Stored items from a collection:
○ ○ ○

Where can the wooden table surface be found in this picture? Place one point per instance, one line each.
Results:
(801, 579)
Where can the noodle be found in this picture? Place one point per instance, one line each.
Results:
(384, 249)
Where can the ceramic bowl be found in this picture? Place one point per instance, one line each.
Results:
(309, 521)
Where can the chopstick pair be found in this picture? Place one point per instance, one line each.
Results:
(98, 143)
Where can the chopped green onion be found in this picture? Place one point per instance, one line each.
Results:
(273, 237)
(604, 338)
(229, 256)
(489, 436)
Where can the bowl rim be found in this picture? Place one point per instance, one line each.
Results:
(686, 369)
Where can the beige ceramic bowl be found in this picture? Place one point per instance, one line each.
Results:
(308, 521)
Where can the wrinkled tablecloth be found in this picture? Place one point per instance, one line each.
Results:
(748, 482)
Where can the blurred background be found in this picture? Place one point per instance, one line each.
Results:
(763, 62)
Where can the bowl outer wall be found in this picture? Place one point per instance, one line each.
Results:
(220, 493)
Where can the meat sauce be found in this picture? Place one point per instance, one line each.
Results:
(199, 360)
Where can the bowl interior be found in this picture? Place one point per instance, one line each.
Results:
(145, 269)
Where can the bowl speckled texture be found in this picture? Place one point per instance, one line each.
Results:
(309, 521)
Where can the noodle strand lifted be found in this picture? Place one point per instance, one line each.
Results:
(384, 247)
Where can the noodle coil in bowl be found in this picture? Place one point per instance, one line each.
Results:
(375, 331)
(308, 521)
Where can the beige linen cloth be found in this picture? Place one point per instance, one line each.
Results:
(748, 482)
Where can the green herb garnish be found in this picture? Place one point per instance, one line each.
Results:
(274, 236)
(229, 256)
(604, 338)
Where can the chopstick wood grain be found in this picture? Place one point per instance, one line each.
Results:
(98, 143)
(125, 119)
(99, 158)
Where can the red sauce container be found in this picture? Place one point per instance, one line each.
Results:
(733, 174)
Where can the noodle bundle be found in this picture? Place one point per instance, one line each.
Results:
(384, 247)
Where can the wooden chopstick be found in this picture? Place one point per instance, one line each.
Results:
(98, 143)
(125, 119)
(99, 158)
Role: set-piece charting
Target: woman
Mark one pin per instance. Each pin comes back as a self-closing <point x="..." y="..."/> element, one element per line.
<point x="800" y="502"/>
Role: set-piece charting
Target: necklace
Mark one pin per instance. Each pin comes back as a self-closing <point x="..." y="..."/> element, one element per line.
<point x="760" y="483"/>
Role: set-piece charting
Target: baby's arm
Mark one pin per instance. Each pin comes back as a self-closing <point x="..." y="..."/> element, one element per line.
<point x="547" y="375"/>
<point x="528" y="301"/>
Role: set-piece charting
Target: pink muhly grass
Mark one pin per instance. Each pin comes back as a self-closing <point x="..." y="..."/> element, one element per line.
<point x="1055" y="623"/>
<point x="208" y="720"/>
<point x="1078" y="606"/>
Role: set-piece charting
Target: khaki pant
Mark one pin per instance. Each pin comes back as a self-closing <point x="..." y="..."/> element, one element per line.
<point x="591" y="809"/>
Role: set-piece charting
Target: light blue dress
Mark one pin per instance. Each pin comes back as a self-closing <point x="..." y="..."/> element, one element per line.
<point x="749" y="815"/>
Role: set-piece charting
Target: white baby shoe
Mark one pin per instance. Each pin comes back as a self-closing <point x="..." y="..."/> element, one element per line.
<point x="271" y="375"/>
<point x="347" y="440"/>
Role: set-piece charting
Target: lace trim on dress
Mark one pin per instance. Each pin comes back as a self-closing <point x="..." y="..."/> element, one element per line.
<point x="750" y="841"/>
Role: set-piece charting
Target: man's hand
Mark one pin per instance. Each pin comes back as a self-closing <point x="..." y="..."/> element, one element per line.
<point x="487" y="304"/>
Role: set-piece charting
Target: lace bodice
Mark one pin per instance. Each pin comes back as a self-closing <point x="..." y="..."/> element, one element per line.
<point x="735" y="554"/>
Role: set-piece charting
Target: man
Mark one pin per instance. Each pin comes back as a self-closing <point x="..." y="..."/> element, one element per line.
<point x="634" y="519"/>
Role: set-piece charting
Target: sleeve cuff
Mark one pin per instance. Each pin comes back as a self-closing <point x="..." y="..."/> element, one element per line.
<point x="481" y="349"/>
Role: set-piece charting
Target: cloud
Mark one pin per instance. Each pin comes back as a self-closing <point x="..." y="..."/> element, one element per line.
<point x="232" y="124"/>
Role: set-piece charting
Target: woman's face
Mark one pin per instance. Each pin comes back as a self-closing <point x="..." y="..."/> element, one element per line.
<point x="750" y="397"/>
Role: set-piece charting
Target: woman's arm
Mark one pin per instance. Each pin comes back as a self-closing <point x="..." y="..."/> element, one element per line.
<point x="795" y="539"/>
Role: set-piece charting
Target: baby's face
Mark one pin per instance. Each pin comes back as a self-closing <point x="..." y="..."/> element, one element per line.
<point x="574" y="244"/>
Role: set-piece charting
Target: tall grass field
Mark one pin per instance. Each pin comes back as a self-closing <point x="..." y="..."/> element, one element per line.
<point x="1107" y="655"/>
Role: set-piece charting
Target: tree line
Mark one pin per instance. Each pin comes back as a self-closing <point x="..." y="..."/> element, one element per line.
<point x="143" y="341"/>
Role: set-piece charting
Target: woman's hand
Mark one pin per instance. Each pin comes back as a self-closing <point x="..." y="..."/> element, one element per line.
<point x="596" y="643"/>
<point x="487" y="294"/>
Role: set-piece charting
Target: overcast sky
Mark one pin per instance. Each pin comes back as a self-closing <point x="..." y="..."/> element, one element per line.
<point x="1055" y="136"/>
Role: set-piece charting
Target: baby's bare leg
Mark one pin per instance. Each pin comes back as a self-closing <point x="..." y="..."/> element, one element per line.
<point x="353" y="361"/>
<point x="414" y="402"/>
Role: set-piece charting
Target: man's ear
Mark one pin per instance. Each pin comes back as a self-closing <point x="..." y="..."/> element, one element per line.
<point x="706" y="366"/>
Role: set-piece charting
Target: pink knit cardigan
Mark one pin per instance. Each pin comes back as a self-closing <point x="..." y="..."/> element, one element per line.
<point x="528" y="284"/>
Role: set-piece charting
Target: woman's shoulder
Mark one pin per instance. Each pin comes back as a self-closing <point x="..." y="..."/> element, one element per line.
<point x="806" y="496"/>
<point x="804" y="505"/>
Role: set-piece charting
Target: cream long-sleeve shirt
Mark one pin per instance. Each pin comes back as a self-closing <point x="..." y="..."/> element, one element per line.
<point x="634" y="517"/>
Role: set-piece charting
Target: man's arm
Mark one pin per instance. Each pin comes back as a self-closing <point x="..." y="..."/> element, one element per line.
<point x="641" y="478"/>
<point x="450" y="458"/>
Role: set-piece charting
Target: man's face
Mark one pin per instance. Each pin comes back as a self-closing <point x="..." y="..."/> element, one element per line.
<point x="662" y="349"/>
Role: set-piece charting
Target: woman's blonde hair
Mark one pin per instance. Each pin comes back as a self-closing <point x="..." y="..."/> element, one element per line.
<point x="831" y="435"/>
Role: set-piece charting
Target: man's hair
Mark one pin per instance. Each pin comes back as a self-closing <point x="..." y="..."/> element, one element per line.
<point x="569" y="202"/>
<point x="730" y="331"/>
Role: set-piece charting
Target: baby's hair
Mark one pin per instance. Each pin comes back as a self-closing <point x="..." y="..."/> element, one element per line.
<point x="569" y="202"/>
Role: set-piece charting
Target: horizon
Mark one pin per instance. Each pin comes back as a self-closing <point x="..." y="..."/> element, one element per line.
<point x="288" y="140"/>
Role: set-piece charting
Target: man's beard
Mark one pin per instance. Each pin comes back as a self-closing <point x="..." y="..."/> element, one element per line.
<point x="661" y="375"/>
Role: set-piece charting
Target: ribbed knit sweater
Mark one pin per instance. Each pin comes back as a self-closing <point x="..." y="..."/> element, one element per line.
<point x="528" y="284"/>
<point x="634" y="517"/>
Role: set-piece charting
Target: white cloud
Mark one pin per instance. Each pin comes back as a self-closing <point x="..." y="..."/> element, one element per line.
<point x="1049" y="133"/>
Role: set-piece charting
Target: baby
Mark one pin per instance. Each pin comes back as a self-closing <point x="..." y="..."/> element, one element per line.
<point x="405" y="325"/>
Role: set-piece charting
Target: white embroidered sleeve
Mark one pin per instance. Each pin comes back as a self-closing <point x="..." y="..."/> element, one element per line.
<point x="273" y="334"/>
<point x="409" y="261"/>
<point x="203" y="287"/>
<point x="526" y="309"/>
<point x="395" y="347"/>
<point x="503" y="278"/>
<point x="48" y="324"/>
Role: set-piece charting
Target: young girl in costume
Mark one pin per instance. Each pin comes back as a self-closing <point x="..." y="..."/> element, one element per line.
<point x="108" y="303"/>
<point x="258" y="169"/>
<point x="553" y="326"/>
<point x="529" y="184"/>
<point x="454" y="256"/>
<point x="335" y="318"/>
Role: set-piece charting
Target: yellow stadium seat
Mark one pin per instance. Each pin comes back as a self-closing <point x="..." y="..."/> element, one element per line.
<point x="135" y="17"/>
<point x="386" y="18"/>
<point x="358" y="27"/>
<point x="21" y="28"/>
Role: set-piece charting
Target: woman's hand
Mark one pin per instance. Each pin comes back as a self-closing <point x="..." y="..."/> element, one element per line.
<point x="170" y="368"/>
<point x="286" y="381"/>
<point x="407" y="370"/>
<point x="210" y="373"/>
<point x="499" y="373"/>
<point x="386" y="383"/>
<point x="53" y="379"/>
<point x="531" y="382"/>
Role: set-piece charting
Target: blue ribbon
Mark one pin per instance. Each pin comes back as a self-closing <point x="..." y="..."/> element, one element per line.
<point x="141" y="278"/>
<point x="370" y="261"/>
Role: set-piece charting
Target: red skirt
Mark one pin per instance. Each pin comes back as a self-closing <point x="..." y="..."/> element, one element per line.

○ ○ ○

Output the lines above exactly, but only those between the line holding "Target: cream long-sleeve shirt" and the line holding "Target: white cloud", inclusive.

Exercise output
Target: cream long-sleeve shirt
Mark one pin per instance. Each pin comes back as a self-closing <point x="..." y="..."/> element, one element per line.
<point x="634" y="517"/>
Role: set-piece charting
Target: man's arm
Mark one pin per instance. Each pin comes back as a self-closing <point x="..." y="..."/> element, one element per line.
<point x="641" y="478"/>
<point x="450" y="458"/>
Role: set-piece charting
Target: man's face
Mark one pin per instance. Each pin comes back as a self-closing <point x="..." y="..."/> element, one element per line.
<point x="662" y="349"/>
Role: set-piece charting
Target: woman's blonde hair
Mark one pin per instance. Each pin comes back as a self-closing <point x="..." y="..."/> element, one element per line.
<point x="831" y="435"/>
Role: set-piece charting
Target: man's hair
Mark one pin per instance. Each pin comes back as a self-closing <point x="..." y="..."/> element, one element per line.
<point x="569" y="202"/>
<point x="730" y="331"/>
Role: set-piece charting
Target: baby's hair
Mark one pin per instance. Each pin comes back as a self-closing <point x="..." y="..."/> element, one element per line.
<point x="569" y="202"/>
Role: set-piece charting
Target: horizon
Mark one pin per instance. Each pin comes back as a self-closing <point x="..." y="..."/> element, one element per line.
<point x="288" y="140"/>
Role: set-piece charting
Target: man's beard
Mark one pin per instance. Each pin comes back as a self-closing <point x="..." y="..."/> element, one element per line.
<point x="661" y="375"/>
Role: set-piece charting
Target: ribbed knit sweater
Mark one pin per instance. Each pin comes back as a self-closing <point x="..." y="..."/> element, one element per line.
<point x="528" y="284"/>
<point x="634" y="517"/>
Role: set-piece charting
Target: white cloud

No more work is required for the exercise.